MATERIAL SHOWN =>
——————————
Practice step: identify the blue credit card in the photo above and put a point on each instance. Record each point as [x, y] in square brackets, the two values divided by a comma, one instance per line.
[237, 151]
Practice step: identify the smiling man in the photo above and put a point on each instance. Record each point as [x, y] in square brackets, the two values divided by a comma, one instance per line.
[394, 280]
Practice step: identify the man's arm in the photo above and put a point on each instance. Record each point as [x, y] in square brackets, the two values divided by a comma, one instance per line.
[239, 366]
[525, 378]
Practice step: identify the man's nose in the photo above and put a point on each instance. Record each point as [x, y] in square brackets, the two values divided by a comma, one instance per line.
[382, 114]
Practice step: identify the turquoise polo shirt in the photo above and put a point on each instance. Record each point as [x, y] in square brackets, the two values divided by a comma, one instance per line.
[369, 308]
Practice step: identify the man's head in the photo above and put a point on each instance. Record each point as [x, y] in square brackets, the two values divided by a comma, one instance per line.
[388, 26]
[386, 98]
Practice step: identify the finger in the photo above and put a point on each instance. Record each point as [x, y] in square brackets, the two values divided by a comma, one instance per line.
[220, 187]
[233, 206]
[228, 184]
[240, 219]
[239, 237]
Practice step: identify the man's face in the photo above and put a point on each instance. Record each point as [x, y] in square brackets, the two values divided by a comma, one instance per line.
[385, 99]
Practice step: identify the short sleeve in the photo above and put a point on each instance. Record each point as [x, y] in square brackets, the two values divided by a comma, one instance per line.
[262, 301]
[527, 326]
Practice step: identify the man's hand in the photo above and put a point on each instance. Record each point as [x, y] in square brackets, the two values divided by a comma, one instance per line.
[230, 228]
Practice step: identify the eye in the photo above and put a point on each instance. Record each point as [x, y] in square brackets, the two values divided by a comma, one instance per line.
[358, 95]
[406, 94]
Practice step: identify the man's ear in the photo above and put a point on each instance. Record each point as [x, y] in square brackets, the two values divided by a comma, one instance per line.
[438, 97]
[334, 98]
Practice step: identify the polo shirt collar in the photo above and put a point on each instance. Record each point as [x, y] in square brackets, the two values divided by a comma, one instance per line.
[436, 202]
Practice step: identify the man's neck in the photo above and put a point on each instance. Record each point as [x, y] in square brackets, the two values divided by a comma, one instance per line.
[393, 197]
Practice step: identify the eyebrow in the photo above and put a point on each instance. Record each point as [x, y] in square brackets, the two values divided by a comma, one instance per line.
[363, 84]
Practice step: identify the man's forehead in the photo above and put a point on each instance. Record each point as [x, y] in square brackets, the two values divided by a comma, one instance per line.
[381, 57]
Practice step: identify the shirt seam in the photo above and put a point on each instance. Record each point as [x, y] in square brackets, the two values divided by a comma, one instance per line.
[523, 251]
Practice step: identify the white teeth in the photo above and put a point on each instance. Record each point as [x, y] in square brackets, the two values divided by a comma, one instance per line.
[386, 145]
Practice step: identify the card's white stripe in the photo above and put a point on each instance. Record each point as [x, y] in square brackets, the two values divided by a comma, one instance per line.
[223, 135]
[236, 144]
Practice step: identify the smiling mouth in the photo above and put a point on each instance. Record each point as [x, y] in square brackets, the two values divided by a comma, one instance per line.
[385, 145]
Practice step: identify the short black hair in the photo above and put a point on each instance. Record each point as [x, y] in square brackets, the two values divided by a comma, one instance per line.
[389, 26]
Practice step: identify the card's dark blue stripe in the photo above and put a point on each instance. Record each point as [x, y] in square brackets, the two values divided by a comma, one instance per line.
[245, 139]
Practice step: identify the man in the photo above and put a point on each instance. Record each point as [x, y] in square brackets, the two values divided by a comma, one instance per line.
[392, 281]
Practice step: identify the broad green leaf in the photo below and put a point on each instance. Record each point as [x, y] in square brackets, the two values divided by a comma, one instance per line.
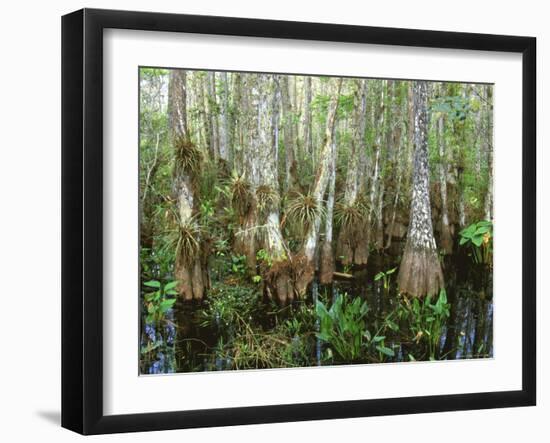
[477, 241]
[387, 351]
[170, 285]
[152, 284]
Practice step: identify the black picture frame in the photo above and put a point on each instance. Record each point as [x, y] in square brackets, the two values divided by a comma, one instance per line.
[82, 218]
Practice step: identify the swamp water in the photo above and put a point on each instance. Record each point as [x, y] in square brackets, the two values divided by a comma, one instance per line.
[205, 336]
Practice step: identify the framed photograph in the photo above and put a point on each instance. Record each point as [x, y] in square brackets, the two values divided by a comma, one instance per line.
[269, 221]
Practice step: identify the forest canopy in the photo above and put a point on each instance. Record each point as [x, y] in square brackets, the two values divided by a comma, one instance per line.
[267, 199]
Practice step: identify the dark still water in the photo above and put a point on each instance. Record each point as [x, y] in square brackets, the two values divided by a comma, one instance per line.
[358, 319]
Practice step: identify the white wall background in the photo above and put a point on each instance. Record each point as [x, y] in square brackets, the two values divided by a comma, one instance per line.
[30, 218]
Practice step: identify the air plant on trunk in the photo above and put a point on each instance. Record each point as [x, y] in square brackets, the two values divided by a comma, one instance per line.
[240, 192]
[267, 199]
[352, 221]
[188, 156]
[302, 210]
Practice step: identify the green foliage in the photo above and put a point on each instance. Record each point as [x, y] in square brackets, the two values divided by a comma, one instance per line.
[342, 327]
[302, 210]
[240, 193]
[188, 156]
[238, 265]
[350, 217]
[426, 319]
[160, 300]
[267, 198]
[478, 237]
[386, 277]
[227, 305]
[188, 246]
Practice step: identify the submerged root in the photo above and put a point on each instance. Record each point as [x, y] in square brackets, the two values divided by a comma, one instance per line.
[420, 272]
[326, 271]
[278, 281]
[304, 271]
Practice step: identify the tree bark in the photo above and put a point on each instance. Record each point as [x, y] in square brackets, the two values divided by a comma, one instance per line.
[353, 238]
[288, 134]
[261, 227]
[327, 255]
[307, 265]
[213, 115]
[446, 238]
[488, 95]
[224, 131]
[420, 271]
[190, 264]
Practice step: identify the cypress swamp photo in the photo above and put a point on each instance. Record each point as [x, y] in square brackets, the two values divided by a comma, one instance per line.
[298, 221]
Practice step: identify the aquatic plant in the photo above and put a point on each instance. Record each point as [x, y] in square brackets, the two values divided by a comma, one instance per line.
[479, 237]
[159, 301]
[426, 319]
[386, 278]
[342, 326]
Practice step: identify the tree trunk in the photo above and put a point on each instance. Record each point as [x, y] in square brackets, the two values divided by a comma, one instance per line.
[261, 227]
[353, 238]
[327, 256]
[288, 134]
[308, 147]
[213, 115]
[489, 152]
[420, 271]
[309, 248]
[224, 130]
[446, 238]
[190, 266]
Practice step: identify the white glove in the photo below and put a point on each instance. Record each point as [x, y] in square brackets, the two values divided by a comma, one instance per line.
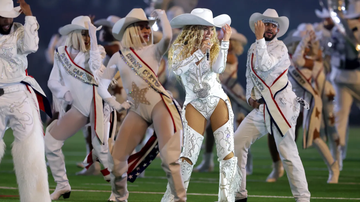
[116, 105]
[92, 34]
[68, 98]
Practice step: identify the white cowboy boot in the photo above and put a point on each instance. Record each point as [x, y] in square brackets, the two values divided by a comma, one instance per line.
[56, 162]
[277, 172]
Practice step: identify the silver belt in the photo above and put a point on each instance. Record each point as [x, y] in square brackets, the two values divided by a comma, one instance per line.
[12, 88]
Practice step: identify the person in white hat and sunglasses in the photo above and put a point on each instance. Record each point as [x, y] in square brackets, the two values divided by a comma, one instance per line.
[198, 58]
[345, 72]
[74, 80]
[276, 106]
[19, 103]
[138, 64]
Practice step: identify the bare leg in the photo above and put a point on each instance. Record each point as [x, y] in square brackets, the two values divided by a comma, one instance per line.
[131, 132]
[222, 121]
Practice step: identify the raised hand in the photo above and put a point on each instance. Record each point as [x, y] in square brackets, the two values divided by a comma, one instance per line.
[259, 29]
[226, 29]
[24, 8]
[206, 45]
——————————
PROBLEM STATEMENT => Output the entries above exactly, without their pictures.

COMPLETED TASK =>
Practice step: identify the blue credit card in the photo above and put a point on each instance. Record each point as [x, y] in square brackets, the two values divided by a comma, one instance per line.
[237, 151]
Practice step: identify the smiling man in the photo above and put a point on each instance. Record each point as [x, y] in square brackets, the two values divided by a comma, one instance per line.
[394, 280]
Practice step: identify the man's arm in the photo above and put a point on each instance. Record each point as [x, y] in square brackets, the two values divided by a comma, one instance per line.
[239, 366]
[525, 378]
Practice step: identify the man's nose in the photo above and put a point on each instance. Record each point as [x, y] in square brackets, the two values divided by a comma, one instance per line.
[382, 114]
Practice step: identify the turquoise polo shirt in the photo above and put a point on each instance. Record each point as [x, y] in square brackets, the two values divided by a comma, one instance per line.
[369, 308]
Practice step: identify the man's head in the photo above and put a point on each instance. Record each point as [x, y] in square brackets, the two values divided by a comma, one instance per line.
[388, 26]
[386, 98]
Practice step: identify the finger in the photo above and put a point on each instance. Record each point as [x, y] in square brackets, the two values divided by a comma, one instance per line.
[220, 187]
[233, 206]
[228, 184]
[240, 219]
[239, 237]
Practice step: identify the man's face in the photo above and put a point on each instance. Record each point as [x, y] in square brackets, the two values divided by a comma, one instance per line.
[385, 99]
Practice step: identify the short sleeve in the photo above and put a point on each instance. Record each point as [x, y] in square brackets, the two values divided by a comma, one instance per line.
[262, 301]
[527, 326]
Practice step: identify the man's hand in the photo above and put a point on each instance. Record each point as [x, y] in square brackets, the two values divided by a comma, one instance per line.
[230, 228]
Practice step: identify the eye in the photo above and put a point on each instance. Record each point as [x, y] in square brackets, the two values divided by a comma, one instance per line.
[358, 95]
[406, 94]
Practice step: identify the man's ear in the photo above and put a point on each instance. Record each point as [x, y] in square brackets, the two values divided by a comma, one instance per line.
[438, 97]
[334, 98]
Practice step: identify the polo shirt collar in the photo above and put a point on each instance. Record each point as [x, y] in square brackets, the two values divided by a comma, one instance per line.
[436, 202]
Practice step: identify the man's neck in the photo above and put a point on each instance. Record each point as [x, y] in square brackets, the two values divided by a comma, one instance per line.
[393, 197]
Practice step: identify the eyebrow in the photo above and put a point on each instance. Record each point as [x, y] in square brackets, the two values divided by a comma, one instance per line.
[363, 84]
Practice step: identify the man's forehead in the photo above and put a point on each instance. Record each point as [x, y] in square brackets, the two values divided by a comma, one instance per line.
[381, 57]
Practice step: identify the shirt seam in the photo above and put a point on each instance. Record each point as [x, y] in square brackets, the two values divided by a comma, one instance per line.
[523, 251]
Practice step: identify the white teeth in the photo above and put a point on each instance. Record each point as [x, y] in square brackets, the two values divided by a comma, one instance per line.
[386, 145]
Practice step: identify the card's white stripe in the photo above and put a point on each instance. Record each point as [x, y] in square brackets, the two values divided by a comma, one instance per line.
[223, 135]
[236, 144]
Practice step: identify the smiling mouth in the photo above and put a point on each instance. Record each point as [x, y] in square brackets, the two values divided by a comma, one instance per line.
[385, 145]
Practice step: identify the short black hair in the photo above and put a point on each instance. Record each point as [x, y] in square brackets, the two values divided by a comma, one instance per line.
[389, 26]
Practice step: identify the card's dark blue stripe in the photo above and put a point on each instance. Record each point as [x, y] in square brackets, the two values divided by a comma, one instance per line.
[245, 139]
Practice step: identify the man in the photo above and put a point on each instance. Record each point as [x, y] in square brackets, the two values divided by a comma, one instance per line.
[392, 281]
Practice step: identify the broad green leaf in the photo below and put a point on each instance. Record each point as [x, y] in square brackets, the two values divided by a comma, one instance per line.
[477, 241]
[387, 351]
[170, 285]
[152, 284]
Practice step: identify the black picture frame in the photo above and put a point on each instance. Record each point as [x, y] in square brackets, the two values divided by a comma, one instance per line.
[82, 218]
Practice step: identify the swamp water in the photo above and put a point on each instance. Record each point as [x, y] in square brackets, the two values divided by a comma, one instance per line.
[205, 336]
Practice step: identify the framed photograph in the photo above and put a point on each instance. Record each point as [x, y] in square brackets, the two values divided by a comma, one instance per line.
[269, 221]
Practice step: identify the forest canopy in the photo above and put a point on each instance. Record each point as [x, y] in square brackets, the two values divided by a comma, one instance per line.
[267, 199]
Practice step: identify the dark still water in the photo above and put a point on each instance. Record each point as [x, y] in square brackets, the two values divided by a comma, one instance per line.
[358, 319]
Practice step: identify the white wall background in the photo above and put a point on each instance. Record each point as [x, y] in square brackets, the two values divided by a comma, one instance per line.
[30, 218]
Practice step: identify the air plant on trunk in the photo above and put a point on each instance. Record each point as [x, y] in square brackets, the two values divided by a comma, one instance per line.
[240, 192]
[267, 199]
[352, 221]
[188, 156]
[302, 210]
Practice step: identify the green foliage in the photo above and put a point on each instance. Record each point as [x, y] in square brackets, the two values divided by a comma, one instance per line.
[342, 327]
[302, 210]
[240, 193]
[188, 156]
[238, 265]
[350, 217]
[426, 319]
[160, 300]
[267, 198]
[478, 237]
[386, 277]
[227, 305]
[188, 246]
Practice step: identify the submerged root in the photo above and put a point on each instance. Record each point as [x, y] in square brackets, the two values divided by a comma, one instance per line.
[420, 272]
[326, 271]
[278, 281]
[304, 271]
Practice step: identify the tree bark in the photo above and put a point on each instance. Record each point as [x, y] in square brackets, the two values divided by a comma, one instance per line.
[353, 238]
[288, 134]
[261, 227]
[327, 255]
[307, 265]
[213, 115]
[446, 238]
[488, 95]
[224, 131]
[420, 271]
[190, 264]
Practice step: identify the cypress swamp photo in the photo above and put a point on each instance. Record each point as [x, y] in square brackets, the two values divided by a comma, one instance per line.
[298, 221]
Practice step: identify the aquatic plant in the photo above and put a point on each instance. Record each point as [x, y] in square brackets, the two values divided by a comma, one instance per line.
[479, 237]
[159, 301]
[426, 319]
[386, 278]
[342, 326]
Practice step: identify the tree trunk in the photo above and put a point on each instance. Record each point as [x, y] in square brackets, the two values divided by a comma, one instance per line.
[261, 227]
[353, 238]
[327, 256]
[288, 134]
[308, 147]
[213, 115]
[489, 152]
[420, 271]
[309, 248]
[224, 130]
[446, 238]
[190, 266]
Practice step: identify the white glove in the photo below and put a point on each instance. Record each point as [x, y] in square brackets, the two values divided by a comma, one instance per line.
[116, 105]
[92, 34]
[68, 98]
Practice step: identify the white cowboy boot in the photo above and put a point on each instance. Record each point as [x, y] in square brackets, the two values divided by a comma, one instance per line.
[56, 162]
[277, 172]
Practice step: identify the silver belt in the photo above and put a point on each instance. Record each point as [x, y] in square brackets, the two values divided by a comma, one instance per line.
[12, 88]
Practice step: identify the person in white hat and sunglasses in the photo above and put a point on each instance. Record each point as [x, y] in square brackets, the two values divided by a comma, one instance per line.
[198, 58]
[345, 72]
[74, 80]
[276, 106]
[19, 103]
[138, 64]
Practice step: identify the bare leg in the photo above and put a point on each instance. Record each point as [x, y] in square brackets, the two values divided by a comma, one instance per line.
[131, 132]
[222, 121]
Practice step: identify the raised hand in the photo above and put a point on each instance. Record each point as [x, y] in square brackets, the two values divided by a comma, one instance per line.
[259, 29]
[226, 29]
[24, 8]
[206, 45]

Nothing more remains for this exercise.